### [Task instructions]
Reproduce word for word the part of the items below that opens with the line containing "For the camera-trap" and runs through the end of the items. Leave the picture out of your answer.

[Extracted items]
>> Start
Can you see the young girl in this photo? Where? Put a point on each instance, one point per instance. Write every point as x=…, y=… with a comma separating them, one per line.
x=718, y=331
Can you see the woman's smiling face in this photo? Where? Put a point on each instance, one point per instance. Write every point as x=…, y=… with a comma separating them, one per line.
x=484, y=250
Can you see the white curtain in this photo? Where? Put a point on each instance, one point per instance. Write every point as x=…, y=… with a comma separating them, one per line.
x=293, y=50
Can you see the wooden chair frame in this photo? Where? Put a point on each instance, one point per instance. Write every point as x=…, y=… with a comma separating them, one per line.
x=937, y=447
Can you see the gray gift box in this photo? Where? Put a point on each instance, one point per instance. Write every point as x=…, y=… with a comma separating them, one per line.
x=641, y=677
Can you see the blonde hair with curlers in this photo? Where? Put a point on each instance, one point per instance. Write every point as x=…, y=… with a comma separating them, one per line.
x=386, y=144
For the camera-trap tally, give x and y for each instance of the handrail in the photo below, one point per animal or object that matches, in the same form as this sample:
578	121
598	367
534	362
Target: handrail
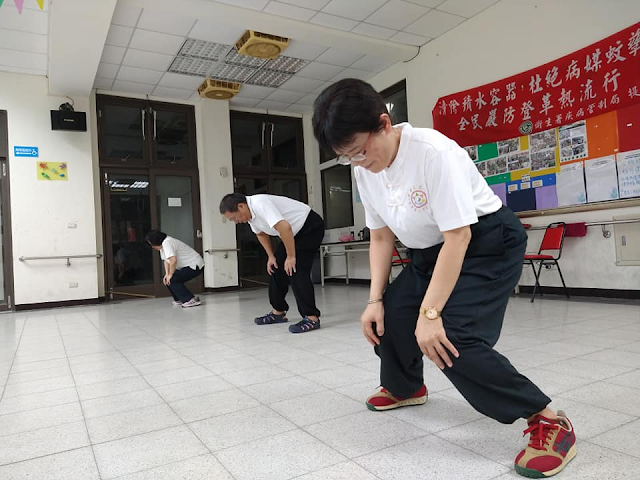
>> End
### [Output]
For the camera-trap tally, give x and y for each instance of the handrail in the photo below, one point per animal or object that matches, in the same form as this sample:
578	121
598	367
534	362
Target: handrail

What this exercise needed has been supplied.